» **WHAT THE TASK REQUIRES**
Output only the lines from the one holding "point: black head" to the end of the data below, please, copied exactly.

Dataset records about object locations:
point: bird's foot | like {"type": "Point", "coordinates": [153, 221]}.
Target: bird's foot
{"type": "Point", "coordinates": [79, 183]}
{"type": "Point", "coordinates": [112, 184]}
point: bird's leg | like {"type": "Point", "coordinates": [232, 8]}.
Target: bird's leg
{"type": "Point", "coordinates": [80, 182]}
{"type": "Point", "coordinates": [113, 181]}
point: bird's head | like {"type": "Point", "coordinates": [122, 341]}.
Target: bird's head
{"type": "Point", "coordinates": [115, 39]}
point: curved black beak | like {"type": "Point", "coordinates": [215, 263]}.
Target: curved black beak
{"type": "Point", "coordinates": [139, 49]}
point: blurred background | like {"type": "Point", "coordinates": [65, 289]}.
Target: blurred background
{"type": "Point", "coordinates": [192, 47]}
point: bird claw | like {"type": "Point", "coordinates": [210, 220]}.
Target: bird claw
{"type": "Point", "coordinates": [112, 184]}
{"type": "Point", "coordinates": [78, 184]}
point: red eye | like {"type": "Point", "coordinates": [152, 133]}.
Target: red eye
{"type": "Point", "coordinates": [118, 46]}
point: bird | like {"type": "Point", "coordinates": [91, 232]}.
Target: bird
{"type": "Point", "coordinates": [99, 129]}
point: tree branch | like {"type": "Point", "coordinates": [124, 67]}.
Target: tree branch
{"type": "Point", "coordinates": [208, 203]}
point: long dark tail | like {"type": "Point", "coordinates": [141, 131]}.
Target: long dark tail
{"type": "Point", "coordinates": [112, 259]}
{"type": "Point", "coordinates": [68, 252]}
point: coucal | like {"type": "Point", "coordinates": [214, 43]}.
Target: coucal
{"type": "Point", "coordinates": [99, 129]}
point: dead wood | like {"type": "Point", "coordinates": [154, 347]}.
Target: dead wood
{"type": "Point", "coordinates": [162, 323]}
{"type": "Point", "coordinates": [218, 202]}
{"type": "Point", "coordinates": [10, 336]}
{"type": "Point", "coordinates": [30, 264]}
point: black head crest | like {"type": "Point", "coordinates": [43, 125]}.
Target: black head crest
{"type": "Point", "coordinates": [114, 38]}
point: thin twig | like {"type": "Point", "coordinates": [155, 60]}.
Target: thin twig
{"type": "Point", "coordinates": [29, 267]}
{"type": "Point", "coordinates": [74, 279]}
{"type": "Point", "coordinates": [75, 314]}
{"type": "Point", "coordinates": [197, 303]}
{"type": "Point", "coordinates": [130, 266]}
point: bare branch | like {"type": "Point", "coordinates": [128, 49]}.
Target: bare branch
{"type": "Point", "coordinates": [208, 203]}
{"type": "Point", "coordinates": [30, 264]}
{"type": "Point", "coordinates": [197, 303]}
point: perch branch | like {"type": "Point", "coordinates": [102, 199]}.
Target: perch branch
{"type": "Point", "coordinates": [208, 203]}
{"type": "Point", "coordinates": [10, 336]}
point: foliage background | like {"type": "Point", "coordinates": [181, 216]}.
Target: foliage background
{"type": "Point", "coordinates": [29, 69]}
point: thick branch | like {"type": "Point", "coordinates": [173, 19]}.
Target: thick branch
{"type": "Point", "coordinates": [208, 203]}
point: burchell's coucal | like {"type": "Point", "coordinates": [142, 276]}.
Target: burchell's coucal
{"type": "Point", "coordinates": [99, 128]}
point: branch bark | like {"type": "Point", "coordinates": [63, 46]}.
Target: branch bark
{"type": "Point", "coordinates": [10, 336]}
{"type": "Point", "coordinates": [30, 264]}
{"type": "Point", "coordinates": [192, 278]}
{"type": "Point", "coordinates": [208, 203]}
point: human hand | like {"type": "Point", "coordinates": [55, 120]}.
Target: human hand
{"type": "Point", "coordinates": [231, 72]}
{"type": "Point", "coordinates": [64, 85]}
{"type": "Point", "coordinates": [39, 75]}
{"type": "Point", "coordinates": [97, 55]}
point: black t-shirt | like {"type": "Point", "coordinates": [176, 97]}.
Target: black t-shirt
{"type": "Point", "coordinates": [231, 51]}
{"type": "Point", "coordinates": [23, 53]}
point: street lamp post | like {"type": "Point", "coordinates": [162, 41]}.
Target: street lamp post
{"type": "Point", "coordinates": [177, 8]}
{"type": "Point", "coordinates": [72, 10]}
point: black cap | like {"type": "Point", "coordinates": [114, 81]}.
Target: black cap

» **CORRECT RESULT**
point: black head crest | like {"type": "Point", "coordinates": [43, 125]}.
Target: black head crest
{"type": "Point", "coordinates": [114, 38]}
point: thin twig | like {"type": "Point", "coordinates": [155, 60]}.
Target: thin twig
{"type": "Point", "coordinates": [29, 267]}
{"type": "Point", "coordinates": [74, 279]}
{"type": "Point", "coordinates": [75, 314]}
{"type": "Point", "coordinates": [197, 303]}
{"type": "Point", "coordinates": [130, 266]}
point: bare branch | like {"type": "Point", "coordinates": [128, 49]}.
Target: bare branch
{"type": "Point", "coordinates": [208, 203]}
{"type": "Point", "coordinates": [30, 264]}
{"type": "Point", "coordinates": [197, 303]}
point: perch branch | like {"type": "Point", "coordinates": [102, 199]}.
Target: perch branch
{"type": "Point", "coordinates": [208, 203]}
{"type": "Point", "coordinates": [10, 336]}
point: foliage background | like {"type": "Point", "coordinates": [181, 216]}.
Target: foliage background
{"type": "Point", "coordinates": [29, 69]}
point: thick branch | like {"type": "Point", "coordinates": [173, 19]}.
Target: thick branch
{"type": "Point", "coordinates": [208, 203]}
point: burchell's coucal | like {"type": "Point", "coordinates": [142, 276]}.
Target: burchell's coucal
{"type": "Point", "coordinates": [99, 128]}
point: branch bark | like {"type": "Point", "coordinates": [63, 46]}.
Target: branch bark
{"type": "Point", "coordinates": [10, 336]}
{"type": "Point", "coordinates": [30, 264]}
{"type": "Point", "coordinates": [192, 278]}
{"type": "Point", "coordinates": [208, 203]}
point: human hand | like {"type": "Point", "coordinates": [55, 120]}.
Target: human hand
{"type": "Point", "coordinates": [231, 72]}
{"type": "Point", "coordinates": [64, 85]}
{"type": "Point", "coordinates": [39, 75]}
{"type": "Point", "coordinates": [97, 55]}
point: black t-shirt | like {"type": "Point", "coordinates": [176, 97]}.
Target: black t-shirt
{"type": "Point", "coordinates": [231, 51]}
{"type": "Point", "coordinates": [23, 53]}
point: street lamp post | like {"type": "Point", "coordinates": [162, 41]}.
Target: street lamp post
{"type": "Point", "coordinates": [177, 8]}
{"type": "Point", "coordinates": [72, 10]}
point: black cap | like {"type": "Point", "coordinates": [114, 81]}.
Target: black cap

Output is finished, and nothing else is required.